■ EXERCISE DIRECTIONS: Pick up the postpartum confinement account below right after its final sentence and keep writing it.

#### GIVEN PASSAGE ####

It was never a breeze moment. All I knew at that time were tiredness, lack of sleep, lack of appetite, failure as mother (because of the C-sect), useless (for not producing milk) and yada yada. I think, if there were no support from my family, only God knows what will happen to myself. I always had a very bad dream and ever since that, I moved my sleeping place to living hall and yes, I felt better. During senja, I would recite Selawat and Zikir, Alhamdulillah, it soothed me.There were days when I suddenly cried, vomiting and even refused to hold my crying baby. MasyaAllah, I really didn't knew what came to my mind then. I even yelled at my crying baby when we were two alone at home because I was really clueless what he wanted! So bad of me huh? It sounded like I am really a bad mother but I believe, with this confession, I want to let all mothers know, whoever had this kind of experience, you are not alone.
To add, with my baby's jaudice, I also had to stay in the hospital. Man, he was so clingy and doesn't want to be put down. How can he heal when he's always wanted to be in my arms rather than under the light? After discharged, his Birubilin read didn't drop, and again, few more trips to hospital and Klinik Kesihatan. Been here and there during confinement, with lack of sleep and no milk, without my husband too, sure did made me depressed even more.
My confinement lady played a big role during my confinement. Everyday, I look forward for her to come so I can at least talked to her. She was really helpful and could be the really one to cheer you up again. Although it is quite expensive, but I think it's worth. She pampered me and being my friend throughout my confinement. Her massage sure made me relax but when she got home, left me and my baby alone, again, I started to feel lonely and lost.

#### ENTRIES PROVIDED ####

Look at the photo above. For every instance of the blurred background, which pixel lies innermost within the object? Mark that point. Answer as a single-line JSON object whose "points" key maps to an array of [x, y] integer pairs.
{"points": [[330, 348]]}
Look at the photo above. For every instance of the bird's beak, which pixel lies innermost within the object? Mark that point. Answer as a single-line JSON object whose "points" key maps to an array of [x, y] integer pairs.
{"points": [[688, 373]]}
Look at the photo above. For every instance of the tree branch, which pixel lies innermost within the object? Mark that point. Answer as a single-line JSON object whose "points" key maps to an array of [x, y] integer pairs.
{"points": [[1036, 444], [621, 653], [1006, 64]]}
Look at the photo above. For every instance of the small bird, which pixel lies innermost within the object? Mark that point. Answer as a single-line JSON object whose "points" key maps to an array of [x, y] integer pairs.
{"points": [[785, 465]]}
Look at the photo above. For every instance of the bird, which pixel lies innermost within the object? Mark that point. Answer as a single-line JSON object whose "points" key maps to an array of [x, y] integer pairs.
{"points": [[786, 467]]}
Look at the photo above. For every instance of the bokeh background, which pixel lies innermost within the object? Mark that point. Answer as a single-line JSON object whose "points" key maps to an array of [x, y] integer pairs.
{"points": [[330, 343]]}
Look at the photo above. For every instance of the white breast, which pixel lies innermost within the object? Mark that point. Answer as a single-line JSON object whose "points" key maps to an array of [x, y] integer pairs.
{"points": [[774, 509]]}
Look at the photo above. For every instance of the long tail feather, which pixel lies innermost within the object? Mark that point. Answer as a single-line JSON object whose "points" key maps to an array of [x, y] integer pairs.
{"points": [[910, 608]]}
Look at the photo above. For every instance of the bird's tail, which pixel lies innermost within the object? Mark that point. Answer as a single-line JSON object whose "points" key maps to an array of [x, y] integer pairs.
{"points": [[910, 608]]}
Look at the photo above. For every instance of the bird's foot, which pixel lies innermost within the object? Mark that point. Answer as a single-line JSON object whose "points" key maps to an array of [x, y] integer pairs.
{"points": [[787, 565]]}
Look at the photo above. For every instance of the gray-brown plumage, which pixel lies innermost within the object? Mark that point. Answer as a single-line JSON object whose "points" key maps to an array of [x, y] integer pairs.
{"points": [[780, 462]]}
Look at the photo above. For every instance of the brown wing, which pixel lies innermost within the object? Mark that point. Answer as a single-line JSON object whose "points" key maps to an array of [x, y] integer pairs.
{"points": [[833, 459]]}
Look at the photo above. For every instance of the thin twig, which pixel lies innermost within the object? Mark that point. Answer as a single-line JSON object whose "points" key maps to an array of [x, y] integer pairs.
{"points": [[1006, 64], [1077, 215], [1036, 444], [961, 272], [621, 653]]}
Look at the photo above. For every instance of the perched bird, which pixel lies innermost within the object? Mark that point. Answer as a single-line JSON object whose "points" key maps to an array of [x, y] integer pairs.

####

■ RESULT BELOW:
So, I really think it is important for new mothers especially to have company at all times. And support. If you ever come to visit ladies in their confinement, please watch your words and understand their feelings. They are the most sensitive and fragile at that point of time. I don't understand why some people who came to visit like to compare their own experience and condemn the new mothers on what she does, what she doesn't know, how she handles the baby and stuffs? Please, give space and support. Orang tu dah lah baru bertarung nyawa, korang sedap-sedap je nak komen macam-macam alangkan awak tu perfect parents sangat duhh. I even got remark that I ended up getting a c-sect because I've sinned towards my husband!! Oh my, what was on your freaking twisted mind?
It is funny to think sometime that these type of people has so many spree times to mind other people's businesses. They maybe feel superior to condemn the mother newbies at any opportunities. And I am not ashamed to admit, I fell to be the victim. Please, untuk semua bakal ibu out there, prepare youself, brace yourself and pekakkan telinga if anyone trying to tell you this and that. You are the mother and your kids are your right! Hope my story here will make you better and remember that you are not alone. It could happen to anyone.